• What is asked: List every distinct username that appears in a post heading in the forum thread below.

--- Start of Page ---

Diamond was about 5-6 foot, not high yellow but very nice markings.

Those jewelled gecko's look amazing!


----------



## dickyknee (May 7, 2009)

cheyne said:


> Diamond was about 5-6 foot, not high yellow but very nice markings.
> 
> Those jewelled gecko's look amazing!



Do you know the sexes of the jewelled's ?


----------



## cheyne (May 7, 2009)

No, I didn't take them out of the enclosure when I saw them. Sorry.


----------



## AUSGECKO (May 7, 2009)

Well done jason and dicky, it seems as though you got what i wanted.


----------



## W.T.BUY (May 7, 2009)

Was hoping for something,( legless lizard) oh well next time i guess.


----------



## JasonL (May 7, 2009)

MrBredli said:


> Silly thing is they'll probably go to three different people and will never be bred...



Yes well thats what happened, but those three people all know each other so all has worked out so far.....


----------



## W.T.BUY (May 7, 2009)

JasonL said:


> Yes well thats what happened, but those three people all know each other so all has worked out so far.....



fingers crossed that there is at least 1 male 1 female. Do they have a specialized diet?


----------



## JasonL (May 7, 2009)

No, but they do have a specialised habitat..

--- End of Page ---
--- Start of Recorded data ---

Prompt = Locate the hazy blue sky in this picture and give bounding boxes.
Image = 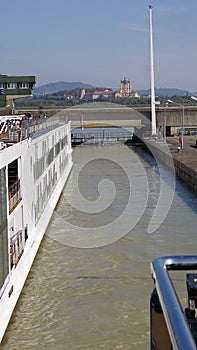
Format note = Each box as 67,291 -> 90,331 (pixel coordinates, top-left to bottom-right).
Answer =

--- End of Recorded data ---

• Complete response: dickyknee, cheyne, AUSGECKO, W.T.BUY, JasonL